Segment Start: SOURCE DOCUMENT

2. The liquid crystal device according to claim 1, wherein each of
the plurality of heating units is driven independently.
3. The liquid crystal device according to claim 1, comprising a
voltage input pad and a voltage output pad, and the plurality of
heating units coupled to the voltage input pad and the voltage
output pad.
4. The liquid crystal device according to claim 3, wherein the
heater is coupled to the voltage input pad and the voltage output
pad.
5. The liquid crystal device according to claim 4, wherein the
switch element comprises a first end, a second end, and a third
end, the first end is configured to receive a control signal, the
second end is coupled to the voltage input pad, and the heater is
coupled to the third end and the voltage output pad.
6. The liquid crystal device according to claim 3, comprising a
voltage input line and a voltage output line, and the voltage input
line coupled to the plurality of heating units and the voltage
input pad, and the voltage output line coupled to the plurality of
heating units and the voltage output pad.
7. The liquid crystal device according to claim 1, comprising a
plurality of working units, and each of the plurality of heating
units being adjacent to at least one of the plurality of working
units.
8. The liquid crystal device according to claim 7, wherein each of
the plurality of working units comprises two electrodes
respectively disposed on the two substrates, and the liquid crystal
layer is sandwiched between the two electrodes.
9. The liquid crystal device according to claim 7, wherein a number
of the plurality of heating units and a number of the plurality of
working units are the same.
10. The liquid crystal device according to claim 7, wherein a
number of the plurality of heating units and a number of the
plurality of working units are different.
11. The liquid crystal device according to claim 7, wherein one of
the plurality of heating units overlaps the at least one of
plurality of the working units.
12. The liquid crystal device according to claim 1, wherein the
liquid crystal device is a liquid crystal display device.
13. The liquid crystal device according to claim 1, wherein the
liquid crystal device is an electromagnetic wave adjustment
device.
14. The liquid crystal device according to claim 1, comprising a
sealant disposed between the two substrates and surrounding the
liquid crystal layer.
15. The liquid crystal device according to claim 1, wherein the
plurality of heating units are disposed on a surface of one of the
two substrates close to the liquid crystal layer.
16. The liquid crystal device according to claim 1, wherein the
plurality of heating units are disposed on a surface of one of the
two substrates away from the liquid crystal layer.
17. The liquid crystal device according to claim 1, wherein a
distribution of the plurality of heating units is more densely
distributed in a region of the liquid crystal device and more
loosely distributed in another region.
18. The liquid crystal device according to claim 1, wherein the
plurality of heating units are disposed at equal spacing.
19. The liquid crystal device according to claim 1, wherein the
heater comprises an electric heating wire, an electric heating
sheet, or an electric heating plate.
20. The liquid crystal device according to claim 1, wherein the
switch element and the heater are disposed on two opposite surfaces
of one of the two substrates.
Description
CROSS-REFERENCE TO RELATED APPLICATION
[0001] This application claims the priority benefit of U.S.
provisional application Ser. No. 62/909,809, filed on Oct. 3, 2019,
and China application serial no. 202010603303.8, filed on Jun. 29,
2020. The entirety of each of the above-mentioned patent
applications is hereby incorporated by reference herein and made a
part of this specification.

Segment End: SOURCE DOCUMENT

◆ REQUIRED ACTION 1
Summarize the patent text in two sentences.
The patent text and the saved entries come from unrelated sources.

Segment Start: AVAILABLE DATA

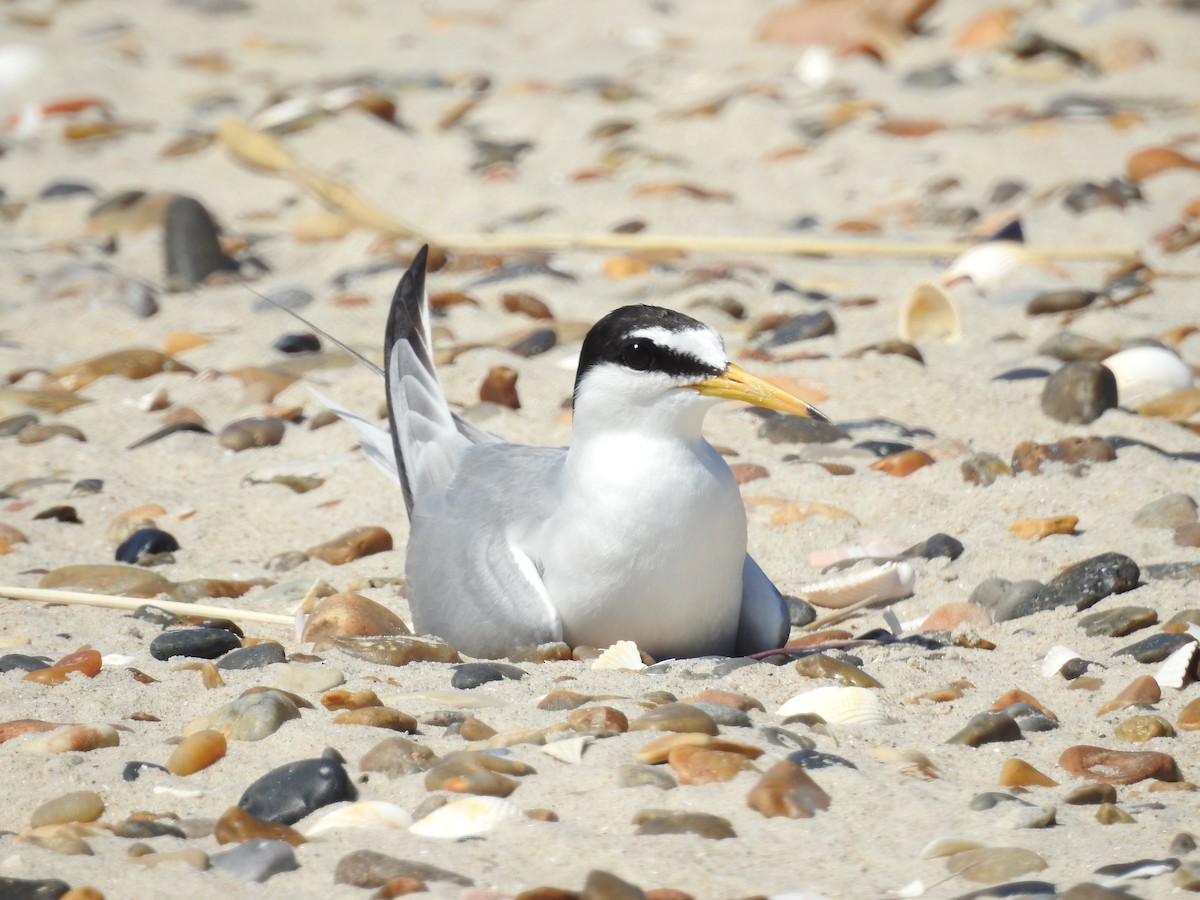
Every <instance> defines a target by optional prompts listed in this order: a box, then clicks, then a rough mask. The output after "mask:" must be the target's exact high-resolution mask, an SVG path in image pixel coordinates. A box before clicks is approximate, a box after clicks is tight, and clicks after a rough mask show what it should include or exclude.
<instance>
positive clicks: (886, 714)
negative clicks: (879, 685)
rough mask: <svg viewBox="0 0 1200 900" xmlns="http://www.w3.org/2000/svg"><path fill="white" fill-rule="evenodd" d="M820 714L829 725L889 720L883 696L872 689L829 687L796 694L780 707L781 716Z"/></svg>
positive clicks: (885, 721)
mask: <svg viewBox="0 0 1200 900" xmlns="http://www.w3.org/2000/svg"><path fill="white" fill-rule="evenodd" d="M804 714H814V715H820V716H821V718H822V719H824V720H826V722H828V724H829V725H883V724H886V722H888V721H890V720H889V719H888V716H887V713H884V712H883V704H882V703H881V702H880V695H878V694H877V692H876V691H875V690H872V689H871V688H842V686H839V685H826V686H824V688H814V689H812V690H810V691H804V694H797V695H796V696H794V697H792V698H791V700H790V701H787V702H786V703H784V706H781V707H780V708H779V715H782V716H788V715H804Z"/></svg>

Segment End: AVAILABLE DATA

◆ REQUIRED ACTION 2
Edit the saved entries by replacing "rough mask" with "coarse mask" and keeping everything else the same. Leave the pictures out of your answer.

◆ YOUR SOLUTION 1
The patent text claims a liquid crystal device with a plurality of heating units that can be driven independently, are coupled to a voltage input pad and a voltage output pad, and are adjacent to working units. The device may be a liquid crystal display device or an electromagnetic wave adjustment device, and its heater may be an electric heating wire, an electric heating sheet, or an electric heating plate.

◆ YOUR SOLUTION 2
Every <instance> defines a target by optional prompts listed in this order: a box, then clicks, then a coarse mask. The output after "mask:" must be the target's exact high-resolution mask, an SVG path in image pixel coordinates. A box before clicks is approximate, a box after clicks is tight, and clicks after a coarse mask show what it should include or exclude.
<instance>
positive clicks: (886, 714)
negative clicks: (879, 685)
coarse mask: <svg viewBox="0 0 1200 900" xmlns="http://www.w3.org/2000/svg"><path fill="white" fill-rule="evenodd" d="M820 714L829 725L889 720L883 696L872 689L829 687L796 694L780 707L781 716Z"/></svg>
positive clicks: (885, 721)
mask: <svg viewBox="0 0 1200 900" xmlns="http://www.w3.org/2000/svg"><path fill="white" fill-rule="evenodd" d="M804 714H814V715H820V716H821V718H822V719H824V720H826V722H828V724H829V725H883V724H886V722H888V721H890V720H889V719H888V716H887V713H884V712H883V704H882V703H881V702H880V695H878V694H877V692H876V691H875V690H872V689H871V688H842V686H839V685H826V686H824V688H814V689H812V690H810V691H804V694H797V695H796V696H794V697H792V698H791V700H790V701H787V702H786V703H784V706H781V707H780V708H779V715H782V716H788V715H804Z"/></svg>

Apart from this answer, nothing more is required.